* Text
The Department of Public Works and Infrastructure (DPWI) is developing the National Infrastructure Plan 2045 (NIP 2045), which will provide investors with a clear picture of the government’s infrastructure plans for the next 24 years.
DPWI Minister Patricia de Lille confirmed this on Tuesday during her budget vote speech in parliament and also provided an update on the status of some of the government’s major strategic integrated projects (SIPs).
De Lille said the NIP 2045 will spell out the government’s intentions to build, manage and maintain infrastructure for the next 24 years.
“Sector experts, from business, organised labour, think tanks, state-owned entities [SOEs] are all part of drafting the NIP 2045.
“The draft plan will be presented to cabinet in June 2021 and soon after gazetted for broader public comment,” she said.
De Lille added that a year ago this week cabinet approved South Africa’s Infrastructure Investment Plan, which forms a fundamental part of South Africa’s Economic Reconstruction and Recovery Plan.
She said the plan resulted in Infrastructure South Africa (ISA) being created as the single entry point for all infrastructure and the Infrastructure Fund will spend R100 billion over a period of five years.

* Task 1
Which lines of the records contain the string "pole"? Filter them out and copy each one, treating case as significant.
The records have no connection to the text above them.

Items from a dataset:
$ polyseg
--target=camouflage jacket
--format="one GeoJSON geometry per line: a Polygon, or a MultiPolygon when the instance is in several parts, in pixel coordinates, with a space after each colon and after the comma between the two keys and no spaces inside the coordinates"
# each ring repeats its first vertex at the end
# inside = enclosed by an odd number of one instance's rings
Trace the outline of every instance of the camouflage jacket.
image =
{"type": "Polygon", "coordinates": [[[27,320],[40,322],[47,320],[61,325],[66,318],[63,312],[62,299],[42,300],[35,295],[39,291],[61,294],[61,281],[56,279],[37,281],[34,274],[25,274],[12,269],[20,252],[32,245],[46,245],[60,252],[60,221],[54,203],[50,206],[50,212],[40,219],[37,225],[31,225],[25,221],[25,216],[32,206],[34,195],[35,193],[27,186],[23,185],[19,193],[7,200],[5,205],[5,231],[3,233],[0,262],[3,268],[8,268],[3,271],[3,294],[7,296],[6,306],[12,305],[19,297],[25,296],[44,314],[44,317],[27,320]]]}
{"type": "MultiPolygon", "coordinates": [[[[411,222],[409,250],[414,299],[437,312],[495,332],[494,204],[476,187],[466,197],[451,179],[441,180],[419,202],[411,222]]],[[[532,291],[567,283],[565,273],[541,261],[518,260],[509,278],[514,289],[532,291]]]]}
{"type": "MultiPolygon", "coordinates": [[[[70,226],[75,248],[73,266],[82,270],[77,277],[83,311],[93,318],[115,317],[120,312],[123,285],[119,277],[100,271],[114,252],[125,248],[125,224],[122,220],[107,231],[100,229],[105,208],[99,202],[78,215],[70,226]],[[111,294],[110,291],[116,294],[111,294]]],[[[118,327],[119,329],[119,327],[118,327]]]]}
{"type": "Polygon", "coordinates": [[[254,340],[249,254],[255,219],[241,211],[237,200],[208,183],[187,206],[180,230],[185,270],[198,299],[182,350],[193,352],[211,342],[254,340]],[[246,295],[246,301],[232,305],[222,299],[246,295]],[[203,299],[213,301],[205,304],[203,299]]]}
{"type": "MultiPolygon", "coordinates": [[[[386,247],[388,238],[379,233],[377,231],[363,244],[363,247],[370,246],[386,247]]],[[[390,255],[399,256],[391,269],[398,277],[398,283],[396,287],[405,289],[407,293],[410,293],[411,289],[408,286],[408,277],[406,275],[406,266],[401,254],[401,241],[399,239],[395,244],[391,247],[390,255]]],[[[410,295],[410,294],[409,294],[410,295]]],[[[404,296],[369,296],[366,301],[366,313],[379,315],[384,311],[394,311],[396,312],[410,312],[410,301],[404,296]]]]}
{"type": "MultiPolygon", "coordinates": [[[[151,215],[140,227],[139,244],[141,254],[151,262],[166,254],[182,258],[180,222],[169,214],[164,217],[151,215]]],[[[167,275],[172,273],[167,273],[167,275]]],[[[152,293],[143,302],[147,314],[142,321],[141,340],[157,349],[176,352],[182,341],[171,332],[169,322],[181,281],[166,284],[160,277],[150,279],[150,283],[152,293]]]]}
...
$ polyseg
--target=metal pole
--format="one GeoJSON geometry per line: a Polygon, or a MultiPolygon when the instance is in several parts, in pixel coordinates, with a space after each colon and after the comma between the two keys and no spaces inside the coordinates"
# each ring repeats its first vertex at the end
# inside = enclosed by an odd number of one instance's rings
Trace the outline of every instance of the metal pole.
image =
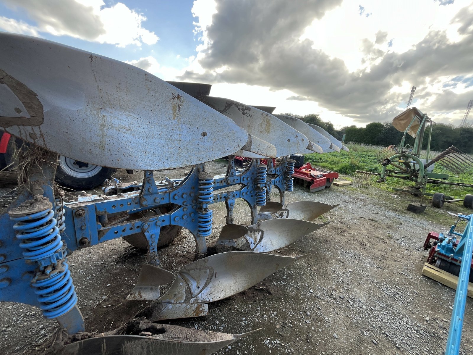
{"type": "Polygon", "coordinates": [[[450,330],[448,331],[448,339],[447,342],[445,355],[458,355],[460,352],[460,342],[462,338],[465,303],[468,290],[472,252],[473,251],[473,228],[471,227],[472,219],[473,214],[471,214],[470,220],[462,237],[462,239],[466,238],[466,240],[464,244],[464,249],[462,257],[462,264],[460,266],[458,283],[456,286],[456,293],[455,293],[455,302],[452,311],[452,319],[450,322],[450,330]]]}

* Task 2
Does each statement agree with the text about the National Infrastructure Plan 2045? Answer yes or no for each, quoting the words of the text that decide it.
(a) The draft plan is to go to cabinet in June 2021.
(b) The Infrastructure Fund will spend R100 billion over ten years.
(c) De Lille gave the update during her budget vote speech in parliament.

* Full answer 1
--target=metal pole
Trace the outline of every instance of the metal pole.

* Full answer 2
(a) Yes: "The draft plan will be presented to cabinet in June 2021"
(b) No: "the Infrastructure Fund will spend R100 billion over a period of five years"
(c) Yes: "confirmed this on Tuesday during her budget vote speech in parliament"